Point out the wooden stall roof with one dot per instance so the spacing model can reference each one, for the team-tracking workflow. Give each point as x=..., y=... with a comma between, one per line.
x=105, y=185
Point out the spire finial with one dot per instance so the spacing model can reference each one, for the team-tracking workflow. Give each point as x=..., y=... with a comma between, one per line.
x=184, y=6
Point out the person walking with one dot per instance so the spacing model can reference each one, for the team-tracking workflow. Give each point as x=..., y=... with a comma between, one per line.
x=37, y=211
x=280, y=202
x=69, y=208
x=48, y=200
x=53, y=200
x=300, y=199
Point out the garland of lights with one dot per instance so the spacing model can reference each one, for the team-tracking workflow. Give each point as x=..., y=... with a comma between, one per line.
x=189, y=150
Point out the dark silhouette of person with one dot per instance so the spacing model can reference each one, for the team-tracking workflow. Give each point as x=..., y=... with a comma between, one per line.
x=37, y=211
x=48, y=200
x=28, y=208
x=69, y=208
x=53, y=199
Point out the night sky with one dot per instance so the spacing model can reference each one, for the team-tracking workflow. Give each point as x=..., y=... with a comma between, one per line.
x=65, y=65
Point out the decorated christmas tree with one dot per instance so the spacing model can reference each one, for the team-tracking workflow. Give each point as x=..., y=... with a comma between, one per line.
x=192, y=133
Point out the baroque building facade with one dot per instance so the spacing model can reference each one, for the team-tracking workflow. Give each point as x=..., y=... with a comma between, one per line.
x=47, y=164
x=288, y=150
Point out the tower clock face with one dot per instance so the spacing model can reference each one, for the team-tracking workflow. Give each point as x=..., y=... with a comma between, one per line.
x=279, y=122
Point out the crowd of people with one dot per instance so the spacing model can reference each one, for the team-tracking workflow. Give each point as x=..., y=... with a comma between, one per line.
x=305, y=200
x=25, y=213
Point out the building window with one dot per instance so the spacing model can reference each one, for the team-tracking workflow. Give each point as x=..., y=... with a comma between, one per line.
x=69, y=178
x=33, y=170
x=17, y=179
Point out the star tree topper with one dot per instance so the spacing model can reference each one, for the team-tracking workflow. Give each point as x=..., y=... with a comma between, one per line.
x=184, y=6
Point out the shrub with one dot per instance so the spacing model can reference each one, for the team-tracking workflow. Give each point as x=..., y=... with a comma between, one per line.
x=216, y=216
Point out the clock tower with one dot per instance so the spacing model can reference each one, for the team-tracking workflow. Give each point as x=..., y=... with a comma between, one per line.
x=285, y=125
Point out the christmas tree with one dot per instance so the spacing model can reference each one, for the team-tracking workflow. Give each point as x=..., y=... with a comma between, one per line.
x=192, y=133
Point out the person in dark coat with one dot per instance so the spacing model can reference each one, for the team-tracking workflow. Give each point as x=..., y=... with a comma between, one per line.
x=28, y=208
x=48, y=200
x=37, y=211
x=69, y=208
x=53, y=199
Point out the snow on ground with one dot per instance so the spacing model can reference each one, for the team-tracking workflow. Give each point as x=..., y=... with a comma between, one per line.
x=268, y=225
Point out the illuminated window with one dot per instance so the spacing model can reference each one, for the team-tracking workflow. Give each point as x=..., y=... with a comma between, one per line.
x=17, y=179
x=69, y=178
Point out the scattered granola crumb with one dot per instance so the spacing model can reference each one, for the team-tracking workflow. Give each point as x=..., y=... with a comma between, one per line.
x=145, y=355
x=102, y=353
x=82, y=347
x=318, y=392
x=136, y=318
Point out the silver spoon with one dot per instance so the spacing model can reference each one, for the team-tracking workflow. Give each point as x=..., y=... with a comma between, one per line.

· · · ·

> DIRECTIVE
Begin at the line that has "Point out the tower" and stop after the line that has "x=279, y=122". Write those lines out again, switching "clock face" to "clock dial" and keeping everything else the same.

> FINAL ANSWER
Point out the tower clock dial with one dot per instance so the spacing model can reference each one, for the team-tracking workflow. Give each point as x=..., y=... with a comma between, one per line.
x=279, y=122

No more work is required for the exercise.